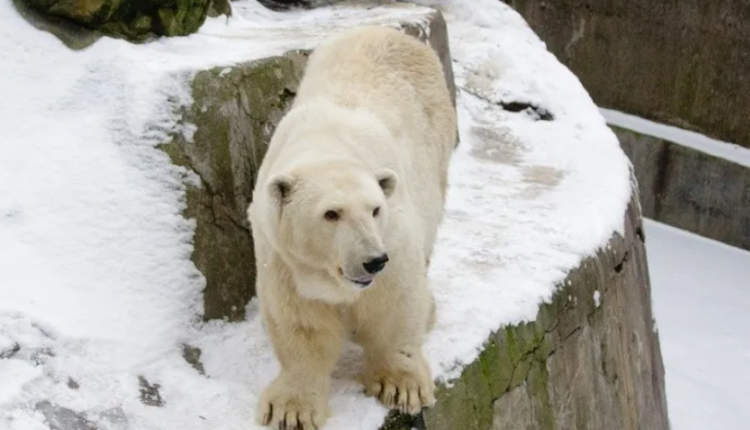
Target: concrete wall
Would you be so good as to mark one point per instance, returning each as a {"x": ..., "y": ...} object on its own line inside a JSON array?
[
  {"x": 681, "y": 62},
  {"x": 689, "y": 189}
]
--
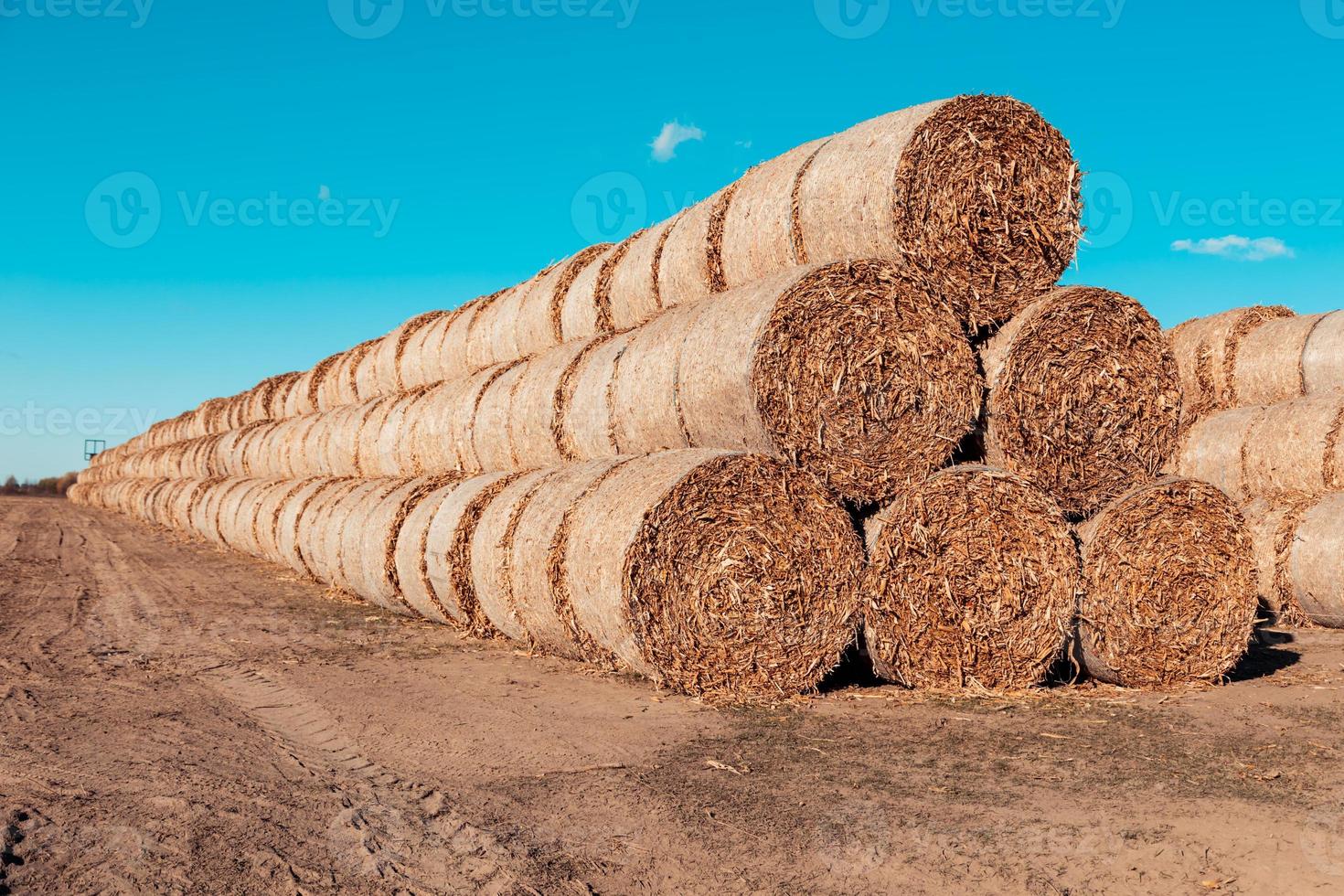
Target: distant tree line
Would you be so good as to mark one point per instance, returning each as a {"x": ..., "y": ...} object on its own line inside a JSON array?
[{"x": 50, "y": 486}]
* * *
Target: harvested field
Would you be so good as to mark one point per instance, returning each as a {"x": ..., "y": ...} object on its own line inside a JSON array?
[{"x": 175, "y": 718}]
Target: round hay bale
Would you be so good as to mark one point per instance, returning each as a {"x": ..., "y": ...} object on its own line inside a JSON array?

## TASK DETAILS
Could you extract every line in the listing above that contains the string "Target", matching case exactly?

## SOLUTION
Target: concrete wall
Target: distant tree line
Target: harvested field
Target: round hay bale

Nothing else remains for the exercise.